**BAGIAN TEKS:**
-----
Senin, 21 Juni 2010

Unity in Diversity


Pernahkah Anda merasakan momen ‘kena batunya’? Apalagi kalau ‘kena batu’nya dalam hal cinta? Rasanya pasti ingin menghilang! Pengalaman ini belum lama dialami oleh seorang teman. Teman saya ini boleh dikategorikan sebagai seorang lelaki high quality jomblo. He got the look, he got the brain, he got the sense of humor, he got the job, but.. he got no girl. Ada banyak perempuan cantik yang berlomba untuk memenangkan hatinya. Tapi, dia sedang asyik berkarir sehingga mencari pasangan adalah aktivitas yang nanti dulu. Masih muda dan penuh semangat untuk mengejar cita-cita setinggi langit. I am on your side, friend!
Teman saya ini memang terkenal cermat dan penuh pertimbangan dalam bertindak. Tapi sayangnya, kali ini dia kecolongan. Kecolongan dalam hal cinta yang mungkin biasanya tidak pernah. Kok bisa??? Saya juga kurang mengerti. Tapi jika Anda bertanya pendapat saya mengenai penyebabnya it’s just because he underestimate the girl at the first time. Perempuan yang dikenalkan kepadanya, sebut saja Ms. J’adore, kebetulan lain dari pada yang lain.
-----
**DATA YANG DIBERIKAN:**
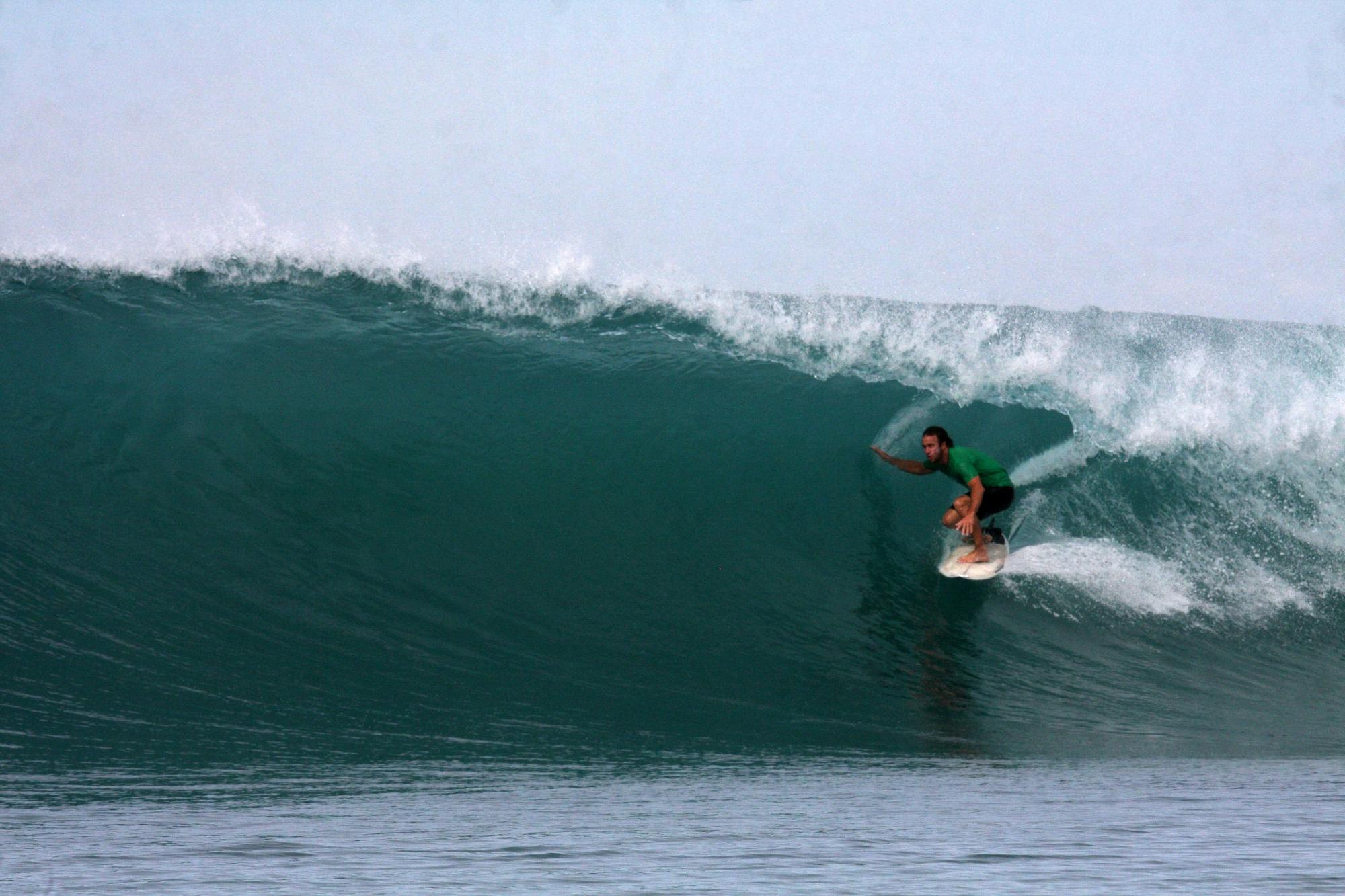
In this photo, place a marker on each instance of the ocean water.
(389, 577)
-----
**YANG PERLU DIKERJAKAN:**
(A) Ganti "cinta" dengan "asmara" dalam teks tentang teman yang masih jomblo, lalu tuliskan bagian antara "Unity in Diversity" dan "your side, friend!", termasuk kedua batas itu.
(B) Lanjutkan teks tentang teman yang masih jomblo itu, mulai setelah kalimat terakhirnya.
Data ini merupakan bahan tersendiri yang terpisah dari teks.

**JAWABAN BERURUTAN:**
(A)
Unity in Diversity


Pernahkah Anda merasakan momen ‘kena batunya’? Apalagi kalau ‘kena batu’nya dalam hal asmara? Rasanya pasti ingin menghilang! Pengalaman ini belum lama dialami oleh seorang teman. Teman saya ini boleh dikategorikan sebagai seorang lelaki high quality jomblo. He got the look, he got the brain, he got the sense of humor, he got the job, but.. he got no girl. Ada banyak perempuan cantik yang berlomba untuk memenangkan hatinya. Tapi, dia sedang asyik berkarir sehingga mencari pasangan adalah aktivitas yang nanti dulu. Masih muda dan penuh semangat untuk mengejar cita-cita setinggi langit. I am on your side, friend!

(B)
Anehnya, Ms. J’adore yang awalnya dicuekin ternyata sukses membuat teman saya jadi tergila-gila. Teman saya yang tadinya tidak peduli seketika berubah menjadi seorang secret admirer. Si perempuan pun lama-lama sadar jika teman saya menyukainya. Tapi karena teman saya ini gengsian, jadilah aksi secret admirer-nya kelamaan sehingga Ms. J’adore merasa terganggu. Saat teman saya memutuskan untuk memulai pendekatan nyata dengannya, Ms. J’adore menolak dan berkata kepadanya untuk tidak mendekatinya lagi. Akhirnya, teman saya pun hanya bisa diam, gigit jari sambil menyaksikan Ms. J’adore berlalu.
Komentar saya kepadanya : “Hahaha… sukurin! Lu sih nyuekin orang! Kenapa juga kalo mau kenalan lagi gak langsung ngomong aja? Lu liat sekarang, dia malah kabur!”
Pengalaman di atas mungkin pernah terjadi dengan Anda atau rekan-rekan di sekitar. Tak hanya dalam hal cinta, namun juga dalam berbagai aspek kehidupan. Misalnya berelasi dengan rekan kerja dan klien. Boleh disimpulkan bahwa moment kecolongan terjadi akibat kita tanpa sadar bermegah diri hingga menjadi lengah lantas meremehkan sesuatu di sekitar padahal sesuatu tersebut sangat dicari bahkan diinginkan.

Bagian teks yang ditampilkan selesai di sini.